▸ Document segment:
————————

More and more lately, I find it’s the little things that make the biggest impact.
As I careen toward the Vanech Family Christmas Spectacular, trying to unclench my teeth and BREATHE, I’ve been fortunate this week to have a little unexpected levity come my way.
The first time was during my Thursday night Jazzercise class. Hoping I’d be doing the routine to Maroon 5‘s “Moves Like Jagger,” one of the women passed around wax lips to the whole class while I wasn’t looking. These are generally quiet women — kind and pleasant, but pretty stressed at the end of a workday and rarely over-the-top silly. But they all played along, surprising me in the process. Looking out from stage and seeing all the bright-red “smiles” made my whole day, and I thought, would be the high point of my week.
Boy was I wrong.
On Friday, Kristen, who runs the Jazzercise Center of Southwestern Connecticut, where I teach a couple times a week, hosted a holiday party for all her instructors. Avid readers of this blog will remember that while this group was enjoying an end-of-summer celebration, I was driving all over Fairfield County trying to find them (that post is here in case you missed it).

————————

▸ Rows:
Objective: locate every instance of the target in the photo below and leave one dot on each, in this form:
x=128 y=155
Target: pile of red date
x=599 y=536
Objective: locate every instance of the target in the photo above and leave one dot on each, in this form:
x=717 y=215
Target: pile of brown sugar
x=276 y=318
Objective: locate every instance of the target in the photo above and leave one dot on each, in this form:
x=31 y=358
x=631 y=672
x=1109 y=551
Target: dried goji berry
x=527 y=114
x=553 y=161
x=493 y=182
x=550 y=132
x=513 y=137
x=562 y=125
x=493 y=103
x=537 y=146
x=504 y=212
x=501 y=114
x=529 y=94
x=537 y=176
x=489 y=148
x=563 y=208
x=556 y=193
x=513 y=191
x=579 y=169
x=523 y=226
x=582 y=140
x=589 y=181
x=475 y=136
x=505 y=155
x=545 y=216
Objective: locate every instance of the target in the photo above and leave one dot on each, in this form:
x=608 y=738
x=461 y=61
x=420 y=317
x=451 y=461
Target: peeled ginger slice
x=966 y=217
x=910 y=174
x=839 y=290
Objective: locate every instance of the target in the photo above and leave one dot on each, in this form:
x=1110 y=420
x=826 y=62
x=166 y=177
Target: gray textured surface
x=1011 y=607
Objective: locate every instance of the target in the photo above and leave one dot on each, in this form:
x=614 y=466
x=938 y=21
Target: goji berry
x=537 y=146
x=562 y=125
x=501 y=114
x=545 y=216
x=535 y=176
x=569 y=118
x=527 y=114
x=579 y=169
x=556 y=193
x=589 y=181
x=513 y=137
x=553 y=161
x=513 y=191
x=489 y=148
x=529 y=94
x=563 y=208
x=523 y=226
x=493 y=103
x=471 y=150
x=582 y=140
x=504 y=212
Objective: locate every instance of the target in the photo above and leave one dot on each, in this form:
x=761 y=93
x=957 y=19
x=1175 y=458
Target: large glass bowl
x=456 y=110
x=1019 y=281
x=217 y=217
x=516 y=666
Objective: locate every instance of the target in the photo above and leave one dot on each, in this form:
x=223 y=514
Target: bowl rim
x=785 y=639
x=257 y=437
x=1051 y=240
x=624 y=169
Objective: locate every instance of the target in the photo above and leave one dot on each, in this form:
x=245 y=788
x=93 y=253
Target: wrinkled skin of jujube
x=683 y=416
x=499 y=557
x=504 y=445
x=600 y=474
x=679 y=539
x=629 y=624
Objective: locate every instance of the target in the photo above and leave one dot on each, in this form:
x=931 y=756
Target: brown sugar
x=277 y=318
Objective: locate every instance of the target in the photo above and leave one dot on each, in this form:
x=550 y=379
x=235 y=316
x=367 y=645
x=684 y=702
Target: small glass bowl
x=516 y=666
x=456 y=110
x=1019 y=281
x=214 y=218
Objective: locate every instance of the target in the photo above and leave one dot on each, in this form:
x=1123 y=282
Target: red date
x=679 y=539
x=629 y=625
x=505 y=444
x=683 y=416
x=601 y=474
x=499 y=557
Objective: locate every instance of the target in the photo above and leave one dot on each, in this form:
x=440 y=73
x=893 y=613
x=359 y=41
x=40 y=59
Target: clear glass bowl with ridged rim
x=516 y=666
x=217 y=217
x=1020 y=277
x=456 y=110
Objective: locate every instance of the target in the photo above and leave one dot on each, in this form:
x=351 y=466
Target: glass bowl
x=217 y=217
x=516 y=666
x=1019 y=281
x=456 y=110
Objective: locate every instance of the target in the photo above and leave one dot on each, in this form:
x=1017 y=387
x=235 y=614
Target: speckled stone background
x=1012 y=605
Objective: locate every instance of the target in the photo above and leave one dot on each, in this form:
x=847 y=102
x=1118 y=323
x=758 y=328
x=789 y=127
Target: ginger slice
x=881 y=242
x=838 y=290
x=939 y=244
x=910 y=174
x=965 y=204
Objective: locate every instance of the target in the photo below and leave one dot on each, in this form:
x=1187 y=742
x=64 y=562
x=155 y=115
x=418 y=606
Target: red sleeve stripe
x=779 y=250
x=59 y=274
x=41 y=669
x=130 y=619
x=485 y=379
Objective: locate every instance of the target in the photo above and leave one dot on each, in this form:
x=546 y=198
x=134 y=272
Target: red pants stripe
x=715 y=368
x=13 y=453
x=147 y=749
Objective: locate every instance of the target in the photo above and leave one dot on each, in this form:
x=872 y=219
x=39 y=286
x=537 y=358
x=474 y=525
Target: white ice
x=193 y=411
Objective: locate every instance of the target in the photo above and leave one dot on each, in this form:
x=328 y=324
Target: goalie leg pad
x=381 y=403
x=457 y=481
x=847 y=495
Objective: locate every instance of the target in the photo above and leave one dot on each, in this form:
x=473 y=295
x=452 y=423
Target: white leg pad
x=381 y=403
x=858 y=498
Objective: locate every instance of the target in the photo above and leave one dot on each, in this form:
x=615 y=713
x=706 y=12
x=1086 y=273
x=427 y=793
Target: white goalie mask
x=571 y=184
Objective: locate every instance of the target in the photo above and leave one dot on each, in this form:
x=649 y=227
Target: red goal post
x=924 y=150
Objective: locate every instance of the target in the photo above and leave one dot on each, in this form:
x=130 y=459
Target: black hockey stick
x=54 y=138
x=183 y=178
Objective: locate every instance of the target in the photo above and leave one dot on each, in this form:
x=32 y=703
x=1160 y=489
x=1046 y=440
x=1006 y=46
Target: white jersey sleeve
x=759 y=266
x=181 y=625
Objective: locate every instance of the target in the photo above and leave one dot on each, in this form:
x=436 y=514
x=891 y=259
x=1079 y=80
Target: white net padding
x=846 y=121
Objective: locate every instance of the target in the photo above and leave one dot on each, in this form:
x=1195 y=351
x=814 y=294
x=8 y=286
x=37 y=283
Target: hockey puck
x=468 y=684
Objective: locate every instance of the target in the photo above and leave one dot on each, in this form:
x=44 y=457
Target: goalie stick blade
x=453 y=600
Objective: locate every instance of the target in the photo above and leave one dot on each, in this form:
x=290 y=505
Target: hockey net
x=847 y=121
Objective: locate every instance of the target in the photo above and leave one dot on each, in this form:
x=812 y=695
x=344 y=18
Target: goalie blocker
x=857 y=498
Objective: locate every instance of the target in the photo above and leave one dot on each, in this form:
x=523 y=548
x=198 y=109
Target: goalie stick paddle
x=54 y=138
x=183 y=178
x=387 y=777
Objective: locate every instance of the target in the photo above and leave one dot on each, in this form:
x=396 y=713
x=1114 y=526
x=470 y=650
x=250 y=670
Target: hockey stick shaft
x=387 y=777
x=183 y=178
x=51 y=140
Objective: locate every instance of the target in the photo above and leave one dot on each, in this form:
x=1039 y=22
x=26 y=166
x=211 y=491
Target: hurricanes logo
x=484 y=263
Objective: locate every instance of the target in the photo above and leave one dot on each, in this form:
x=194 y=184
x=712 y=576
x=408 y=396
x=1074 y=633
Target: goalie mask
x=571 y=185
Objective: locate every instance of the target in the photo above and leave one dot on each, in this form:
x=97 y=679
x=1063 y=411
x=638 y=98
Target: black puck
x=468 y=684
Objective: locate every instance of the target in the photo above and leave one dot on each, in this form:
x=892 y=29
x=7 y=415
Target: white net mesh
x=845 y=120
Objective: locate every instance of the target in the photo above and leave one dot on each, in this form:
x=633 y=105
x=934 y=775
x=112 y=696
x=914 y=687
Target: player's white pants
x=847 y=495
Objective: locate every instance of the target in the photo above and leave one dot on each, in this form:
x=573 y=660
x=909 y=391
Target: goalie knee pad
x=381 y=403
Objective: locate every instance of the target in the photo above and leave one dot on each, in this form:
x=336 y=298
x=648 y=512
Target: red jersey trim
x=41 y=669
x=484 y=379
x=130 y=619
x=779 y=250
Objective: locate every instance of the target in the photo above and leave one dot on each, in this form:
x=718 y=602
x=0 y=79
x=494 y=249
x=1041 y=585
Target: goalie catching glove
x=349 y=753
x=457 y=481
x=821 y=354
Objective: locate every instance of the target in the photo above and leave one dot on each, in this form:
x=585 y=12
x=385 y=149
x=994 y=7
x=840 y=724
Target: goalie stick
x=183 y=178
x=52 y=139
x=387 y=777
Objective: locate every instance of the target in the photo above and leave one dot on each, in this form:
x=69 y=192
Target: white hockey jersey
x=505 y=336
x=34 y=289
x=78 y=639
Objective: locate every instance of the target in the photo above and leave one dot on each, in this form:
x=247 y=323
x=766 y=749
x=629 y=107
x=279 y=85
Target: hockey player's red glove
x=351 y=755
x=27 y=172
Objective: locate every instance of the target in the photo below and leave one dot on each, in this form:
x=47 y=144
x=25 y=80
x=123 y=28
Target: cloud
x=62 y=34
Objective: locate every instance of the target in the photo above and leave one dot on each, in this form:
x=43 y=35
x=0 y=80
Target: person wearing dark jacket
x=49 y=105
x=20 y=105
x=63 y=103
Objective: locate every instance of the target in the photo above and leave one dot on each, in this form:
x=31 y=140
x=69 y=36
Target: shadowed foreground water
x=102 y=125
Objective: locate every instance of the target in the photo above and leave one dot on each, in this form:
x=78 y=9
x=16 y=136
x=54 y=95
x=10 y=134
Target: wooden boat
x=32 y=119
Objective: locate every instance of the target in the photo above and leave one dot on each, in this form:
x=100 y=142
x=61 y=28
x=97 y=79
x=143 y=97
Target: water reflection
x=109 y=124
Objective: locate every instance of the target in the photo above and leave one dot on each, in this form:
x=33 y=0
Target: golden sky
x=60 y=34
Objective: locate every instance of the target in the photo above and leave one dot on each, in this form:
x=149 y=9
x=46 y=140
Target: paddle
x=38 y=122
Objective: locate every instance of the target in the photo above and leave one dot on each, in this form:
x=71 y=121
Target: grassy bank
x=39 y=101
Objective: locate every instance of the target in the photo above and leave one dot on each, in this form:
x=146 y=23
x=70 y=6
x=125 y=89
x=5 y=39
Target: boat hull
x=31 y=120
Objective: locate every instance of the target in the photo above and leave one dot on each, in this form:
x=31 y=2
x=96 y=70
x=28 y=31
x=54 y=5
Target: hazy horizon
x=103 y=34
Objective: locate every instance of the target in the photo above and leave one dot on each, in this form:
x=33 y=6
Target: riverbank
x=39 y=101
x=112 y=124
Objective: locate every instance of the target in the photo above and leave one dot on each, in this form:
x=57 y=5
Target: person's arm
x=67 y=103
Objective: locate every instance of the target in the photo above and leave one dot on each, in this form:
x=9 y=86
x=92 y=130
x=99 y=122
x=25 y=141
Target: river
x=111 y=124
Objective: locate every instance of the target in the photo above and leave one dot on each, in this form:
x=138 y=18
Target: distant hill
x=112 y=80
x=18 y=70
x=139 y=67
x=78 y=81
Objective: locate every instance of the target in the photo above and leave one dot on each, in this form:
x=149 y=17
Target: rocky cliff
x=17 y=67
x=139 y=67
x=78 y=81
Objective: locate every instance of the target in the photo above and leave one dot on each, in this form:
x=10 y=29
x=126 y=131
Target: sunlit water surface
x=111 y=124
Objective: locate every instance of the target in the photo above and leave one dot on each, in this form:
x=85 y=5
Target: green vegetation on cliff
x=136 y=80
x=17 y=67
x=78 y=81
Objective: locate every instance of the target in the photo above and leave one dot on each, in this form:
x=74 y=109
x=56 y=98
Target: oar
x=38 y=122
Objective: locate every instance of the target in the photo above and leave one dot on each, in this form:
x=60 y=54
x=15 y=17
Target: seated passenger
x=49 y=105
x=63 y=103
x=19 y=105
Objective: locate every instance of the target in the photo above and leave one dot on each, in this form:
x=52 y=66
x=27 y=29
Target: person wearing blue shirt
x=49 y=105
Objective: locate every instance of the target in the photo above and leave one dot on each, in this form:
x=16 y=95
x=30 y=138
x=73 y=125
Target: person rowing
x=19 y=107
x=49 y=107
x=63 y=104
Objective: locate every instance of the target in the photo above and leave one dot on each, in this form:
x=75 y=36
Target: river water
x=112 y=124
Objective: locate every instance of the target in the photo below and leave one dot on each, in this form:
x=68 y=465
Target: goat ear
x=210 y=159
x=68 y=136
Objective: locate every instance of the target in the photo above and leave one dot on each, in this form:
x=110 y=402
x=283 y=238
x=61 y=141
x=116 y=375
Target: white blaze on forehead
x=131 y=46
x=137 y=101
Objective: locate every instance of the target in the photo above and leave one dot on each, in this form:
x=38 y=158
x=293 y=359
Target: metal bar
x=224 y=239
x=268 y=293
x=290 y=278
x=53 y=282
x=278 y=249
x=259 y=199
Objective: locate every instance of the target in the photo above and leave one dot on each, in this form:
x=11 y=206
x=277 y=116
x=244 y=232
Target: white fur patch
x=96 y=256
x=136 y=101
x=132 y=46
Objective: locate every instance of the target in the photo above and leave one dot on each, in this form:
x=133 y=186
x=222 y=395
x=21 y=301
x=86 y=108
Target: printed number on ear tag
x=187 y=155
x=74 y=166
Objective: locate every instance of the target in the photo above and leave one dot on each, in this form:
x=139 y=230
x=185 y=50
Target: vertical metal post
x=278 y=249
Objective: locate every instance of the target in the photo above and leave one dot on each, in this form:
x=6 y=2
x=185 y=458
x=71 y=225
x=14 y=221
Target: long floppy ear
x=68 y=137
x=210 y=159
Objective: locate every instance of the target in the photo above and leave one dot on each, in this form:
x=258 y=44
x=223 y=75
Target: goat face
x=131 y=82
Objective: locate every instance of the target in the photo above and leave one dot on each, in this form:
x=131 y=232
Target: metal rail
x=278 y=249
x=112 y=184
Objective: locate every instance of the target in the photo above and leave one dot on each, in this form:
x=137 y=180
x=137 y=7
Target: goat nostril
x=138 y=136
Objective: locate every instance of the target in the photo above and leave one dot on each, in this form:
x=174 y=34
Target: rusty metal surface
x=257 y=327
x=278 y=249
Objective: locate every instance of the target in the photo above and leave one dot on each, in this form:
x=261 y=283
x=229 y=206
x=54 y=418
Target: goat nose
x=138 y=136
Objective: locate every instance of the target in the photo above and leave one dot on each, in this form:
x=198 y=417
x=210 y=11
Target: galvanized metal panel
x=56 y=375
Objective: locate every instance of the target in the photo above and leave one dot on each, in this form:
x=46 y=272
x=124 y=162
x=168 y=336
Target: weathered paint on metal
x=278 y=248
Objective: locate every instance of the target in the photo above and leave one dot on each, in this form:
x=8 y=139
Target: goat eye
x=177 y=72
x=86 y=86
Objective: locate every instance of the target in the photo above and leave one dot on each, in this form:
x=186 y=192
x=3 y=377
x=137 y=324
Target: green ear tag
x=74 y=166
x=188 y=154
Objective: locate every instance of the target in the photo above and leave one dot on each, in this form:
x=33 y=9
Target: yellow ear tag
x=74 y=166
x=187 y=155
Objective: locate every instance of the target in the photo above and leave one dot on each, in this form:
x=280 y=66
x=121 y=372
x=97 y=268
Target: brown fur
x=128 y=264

————————

▸ Instruction: Render this sentence from the Jazzercise blog post in Spanish: "More and more lately, I find it’s the little things that make the biggest impact."

▸ Exercise answer: Últimamente, cada vez más, me doy cuenta de que son las pequeñas cosas las que causan el mayor impacto.